EXERCISE MATERIALS:
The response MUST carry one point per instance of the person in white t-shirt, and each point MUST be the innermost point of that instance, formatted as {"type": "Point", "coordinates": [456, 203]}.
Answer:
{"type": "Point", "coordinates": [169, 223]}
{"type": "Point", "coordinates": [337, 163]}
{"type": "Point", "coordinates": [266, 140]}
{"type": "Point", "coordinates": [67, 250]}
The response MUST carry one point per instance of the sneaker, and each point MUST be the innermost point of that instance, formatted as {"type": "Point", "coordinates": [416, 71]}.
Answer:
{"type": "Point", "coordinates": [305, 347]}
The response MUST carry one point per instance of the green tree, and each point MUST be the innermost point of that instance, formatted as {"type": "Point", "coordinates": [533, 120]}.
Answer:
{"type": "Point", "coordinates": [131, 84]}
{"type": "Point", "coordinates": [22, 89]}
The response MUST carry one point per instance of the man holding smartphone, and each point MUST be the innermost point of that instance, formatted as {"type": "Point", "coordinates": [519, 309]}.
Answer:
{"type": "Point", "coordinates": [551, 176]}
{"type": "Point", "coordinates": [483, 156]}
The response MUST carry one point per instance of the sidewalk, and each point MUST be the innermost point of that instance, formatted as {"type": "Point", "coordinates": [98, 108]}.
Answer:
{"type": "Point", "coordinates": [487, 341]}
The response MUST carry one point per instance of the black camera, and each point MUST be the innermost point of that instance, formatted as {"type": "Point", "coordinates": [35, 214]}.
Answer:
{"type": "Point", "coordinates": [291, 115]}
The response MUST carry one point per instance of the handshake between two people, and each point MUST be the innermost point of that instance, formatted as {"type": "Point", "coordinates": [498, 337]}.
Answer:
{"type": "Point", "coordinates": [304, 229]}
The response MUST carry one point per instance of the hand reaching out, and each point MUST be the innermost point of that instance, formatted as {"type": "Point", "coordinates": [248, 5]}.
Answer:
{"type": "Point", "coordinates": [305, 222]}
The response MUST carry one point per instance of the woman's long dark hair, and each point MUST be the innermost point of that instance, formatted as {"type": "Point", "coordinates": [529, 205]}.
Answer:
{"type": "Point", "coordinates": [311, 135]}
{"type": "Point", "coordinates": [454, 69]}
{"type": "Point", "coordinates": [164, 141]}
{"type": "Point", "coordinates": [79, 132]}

WHAT TO PRODUCE:
In your answer, repeat each of the records exactly.

ANSWER BELOW:
The response MUST carry one point per instance of the person in white t-shirt, and each point MUST be the innermost point of that instance, formatted as {"type": "Point", "coordinates": [456, 203]}.
Answer:
{"type": "Point", "coordinates": [169, 223]}
{"type": "Point", "coordinates": [337, 163]}
{"type": "Point", "coordinates": [266, 140]}
{"type": "Point", "coordinates": [67, 250]}
The response MUST carry one point per instance of the sneaker, and each point MUST be the innermost point of that instance, formatted as {"type": "Point", "coordinates": [416, 71]}.
Answer:
{"type": "Point", "coordinates": [305, 347]}
The response MUST carry one point per instance of the green tree, and each point MUST be the innermost point of that instance, formatted as {"type": "Point", "coordinates": [533, 120]}.
Answer:
{"type": "Point", "coordinates": [131, 84]}
{"type": "Point", "coordinates": [22, 89]}
The response MUST carry one point per instance of the man holding smartphone, and each point MUST be the innermost point of that instance, formatted as {"type": "Point", "coordinates": [519, 309]}.
Answer:
{"type": "Point", "coordinates": [551, 176]}
{"type": "Point", "coordinates": [483, 156]}
The response MUST carry one point per instance of the sidewalk, and each point MUST be the innermost point of that instance, formatted as {"type": "Point", "coordinates": [98, 108]}.
Answer:
{"type": "Point", "coordinates": [487, 341]}
The response MUST carry one point per instance of the black camera, and each point MUST be the innermost point of that instance, formatted as {"type": "Point", "coordinates": [35, 214]}.
Answer:
{"type": "Point", "coordinates": [291, 115]}
The response MUST carry one point per instance of the handshake between two people, and each point MUST be the innermost point of that instance, formatted as {"type": "Point", "coordinates": [498, 337]}.
Answer:
{"type": "Point", "coordinates": [304, 229]}
The response MUST carry one point per instance of the hand reaching out, and each point MUST be the innermost point of that instance, formatted as {"type": "Point", "coordinates": [248, 5]}.
Answer:
{"type": "Point", "coordinates": [305, 222]}
The response MUST carry one point per instance of the woman's long dark hair, and each point MUST be the innermost point of that instance, formatted as {"type": "Point", "coordinates": [529, 205]}.
Answer:
{"type": "Point", "coordinates": [311, 135]}
{"type": "Point", "coordinates": [454, 69]}
{"type": "Point", "coordinates": [164, 141]}
{"type": "Point", "coordinates": [79, 132]}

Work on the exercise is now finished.